SET OF TASKS:
(1) In the knitting pattern comments, what chest measurement does the second-size garment have?
(2) Using the knitting pattern comments, explain in one to three sentences why Verena is advised to knit the third size.
(3) Continue the knitting pattern comments from the point where they stop.

EXCERPTED TEXT:
==============================
Verena schreef:
With how much ease is this pullover designed? I have difficulties choosing a size. My chest is 106cm, what shall I choose for a loose fit like on the model? Wie viel Zugabe ist hier empfohlen? Ich habe Schwierigkeiten eine Größe zu wählen. Mein Brustumfang beträgt 106cm, welche Größe soll ich wählen für einen Loose fit wie am Modell?
10.11.2024 - 21:31DROPS Design antwoorde:
Dear Verena, since the second size garment has a chest of 108cm, it would be quite a tight fit for a 106cm chest. Therefore, to have a loose fit like the Model you should work the third size. Happy knitting!
10.11.2024 - 22:01
Elena schreef:
I don’t get where you place the marker for the sleeve. Is it at the exact middle (dividing the total = 38-40-42-44-46-48 stitches in half)? Or at the middle meaning in between each set of stitches you picked for the shoulder from front and back. Also when you work the short rows, does it mean working *until* 10 and 14 stitches respectively are left remaining and turn OR knit 10 and 14 stitches respectively after the marker and leave the rest undone and turn. Thank you
20.10.2024 - 07:03DROPS Design antwoorde:
Dear Elena, it's in the exact middle of the stitches, at the top of the sleeve, regardless of how many you picked up from each body piece. When working short rows, "work to 10 stitches after marker" means that you work until the marker and then 10 more stitches after the marker, then you turn the piece. Happy knitting!
20.10.2024 - 22:37
Lynn schreef:
Thanks for your reply. I am getting 13 stitches in 10 cm with Drops Wish using 8 mm needles. If I chose a pattern that gives me same tension can I still knit w Drops Wish on 8mm even if the pattern calls for a smaller size 7mm needle and less bulky group C yarn? For example, would pattern 236-35 work w 8mm and Wish as it gives me 13 stitches in 10cm, the same tension called for in 236-35?
==============================
STORED DATA:
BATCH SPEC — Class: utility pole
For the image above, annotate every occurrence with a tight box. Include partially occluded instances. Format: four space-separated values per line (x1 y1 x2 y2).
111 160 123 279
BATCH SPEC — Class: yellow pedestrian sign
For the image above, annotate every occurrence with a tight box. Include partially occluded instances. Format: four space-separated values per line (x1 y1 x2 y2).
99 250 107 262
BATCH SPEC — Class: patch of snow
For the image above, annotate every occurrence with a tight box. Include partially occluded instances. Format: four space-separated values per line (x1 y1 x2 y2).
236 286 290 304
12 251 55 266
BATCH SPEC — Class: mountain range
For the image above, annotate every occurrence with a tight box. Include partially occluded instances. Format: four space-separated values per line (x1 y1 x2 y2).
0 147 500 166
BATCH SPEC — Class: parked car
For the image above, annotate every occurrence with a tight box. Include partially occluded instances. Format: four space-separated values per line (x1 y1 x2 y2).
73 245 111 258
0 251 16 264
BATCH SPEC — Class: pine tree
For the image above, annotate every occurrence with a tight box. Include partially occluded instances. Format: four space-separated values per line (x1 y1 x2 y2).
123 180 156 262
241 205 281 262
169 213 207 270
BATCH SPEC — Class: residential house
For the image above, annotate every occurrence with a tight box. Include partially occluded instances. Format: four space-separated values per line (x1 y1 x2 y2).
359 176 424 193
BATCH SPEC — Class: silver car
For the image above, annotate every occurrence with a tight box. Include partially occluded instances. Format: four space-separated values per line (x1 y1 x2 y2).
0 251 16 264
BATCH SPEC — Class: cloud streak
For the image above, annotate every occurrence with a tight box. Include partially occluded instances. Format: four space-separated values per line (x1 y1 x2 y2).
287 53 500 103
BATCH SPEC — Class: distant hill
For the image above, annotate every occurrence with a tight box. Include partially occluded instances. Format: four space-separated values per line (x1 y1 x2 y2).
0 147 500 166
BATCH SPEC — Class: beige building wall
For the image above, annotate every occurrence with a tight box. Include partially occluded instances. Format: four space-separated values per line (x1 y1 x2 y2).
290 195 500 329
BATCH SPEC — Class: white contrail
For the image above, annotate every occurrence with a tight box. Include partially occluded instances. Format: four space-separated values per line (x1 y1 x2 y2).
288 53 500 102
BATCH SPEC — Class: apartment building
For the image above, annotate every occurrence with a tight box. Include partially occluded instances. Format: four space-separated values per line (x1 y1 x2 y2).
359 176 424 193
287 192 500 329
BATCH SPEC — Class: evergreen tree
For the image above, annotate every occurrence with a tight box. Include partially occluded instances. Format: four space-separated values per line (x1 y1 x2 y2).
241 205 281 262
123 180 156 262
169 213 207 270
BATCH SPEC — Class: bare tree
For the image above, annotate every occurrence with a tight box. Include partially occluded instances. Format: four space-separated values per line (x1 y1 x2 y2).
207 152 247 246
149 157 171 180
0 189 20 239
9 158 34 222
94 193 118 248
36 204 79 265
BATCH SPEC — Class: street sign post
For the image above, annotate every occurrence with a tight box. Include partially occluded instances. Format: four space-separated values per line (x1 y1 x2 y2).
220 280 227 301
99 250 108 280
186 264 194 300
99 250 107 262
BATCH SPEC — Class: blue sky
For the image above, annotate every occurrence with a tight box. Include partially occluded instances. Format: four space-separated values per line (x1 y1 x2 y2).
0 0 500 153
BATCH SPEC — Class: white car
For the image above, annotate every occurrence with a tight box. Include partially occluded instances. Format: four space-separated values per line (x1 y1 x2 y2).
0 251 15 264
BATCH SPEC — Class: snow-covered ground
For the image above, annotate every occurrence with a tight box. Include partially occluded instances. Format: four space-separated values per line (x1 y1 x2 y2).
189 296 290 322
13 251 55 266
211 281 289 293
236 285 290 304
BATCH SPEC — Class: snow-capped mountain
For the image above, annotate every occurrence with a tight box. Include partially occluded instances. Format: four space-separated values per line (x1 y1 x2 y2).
==============================
WRITTEN ANSWERS:
(1) 108 cm

(2) The second size has a 108 cm chest, which would fit quite tightly on a 106 cm chest. To get a loose fit like the one on the model, she should knit the third size.

(3)
20.11.2023 - 17:48DROPS Design antwoorde:
Dear Lynn, to get the correct measurements as in the chart, your tension should match the one stated in the pattern; so most important is always the number of stitches for 10 cm as given in the pattern, not the needle size as we all knit a different way, sometimes looser sometimes tighter, so adjust needle size to get the correct tension, ie in this pattern you need to have 10 sts x 14 rows in stocking stitch with a yarn group E as Wish- if you get 13 sts you should try again with larger needles until you get the correct tension. 236-35 is worked with 1 yarn group C + 1 yarn group A = 1 yarn group D as this one is 1 yarn group E. Happy knitting!
21.11.2023 - 08:51
Lynn schreef:
Thank you for allowing me to break up my long question into 4 separate comment boxes.
18.11.2023 - 19:19
Lynn schreef:
Terminology- are the FRONT PIECE and BACK PIECE Mill (8 mm) the ribbing and not the body? Is all the ribbing for front, back sleeves and neck all knit with 8mm needles? If I size down my needles from 9 mm to 8 mm as described above, then I would use 7 mm for all the ribbing?
18.11.2023 - 19:16DROPS Design antwoorde:
Dear Lynn, this jumper is worked top down, you first start with back piece, then work front piece - to have a better overview on how this will be worked, see the first 3 videos at the very bottom of the pattern where we show how to work an European Shoulder: back piece, front piece and front pieces together with back piece. Happy knitting!
20.11.2023 - 10:18
Lynn schreef:
Are my calculations correct? Would I use the same formula to calculate for other sizes eg. S and M? Is it simply a matter of choosing a larger size sweater to make up for the losses in knitting with an 8 mm? As for height, I presume the adjustments will be easier because it means knitting more or less rounds and I can determine that as I go?
18.11.2023 - 19:15
Lynn schreef:
For example, for size XS (body width 50 cm flat) using 8mm needles, I calculate the body will be 11.5 cm narrower (flat, one side OR 23 cm narrow circumference). 10 cm = 13 stitches 1 cm = 1.3 stitches Size XS body is 50 cm (flat) 50 cm x 1.3 stitches = 65 stitches (an extra 15 stitches) 15 stitches / 1.3 stitches = 11.5 cm Sweater body will be 11.5 cm narrower (i.e 50 cm - 11.5 cm = 38.5 cm). Are my calculations correct?
18.11.2023 - 19:13
Lynn schreef:
DROPS 241-13 - Drops Wish yarn (equivalent to Snow) 1. Using smaller needles - Using circular needles size 8mm (body) and 7mm (rib) instead of 9mm and 8mm (prefer the tension of 8mm, 9 mm too loose) - Magic loop technique My gauge swatch (in the round) on 8 mm needles is 13 stitches wide and 18 rows height = 10x10 cm Is it okay to simply choose a larger size to make up for the difference in gauge?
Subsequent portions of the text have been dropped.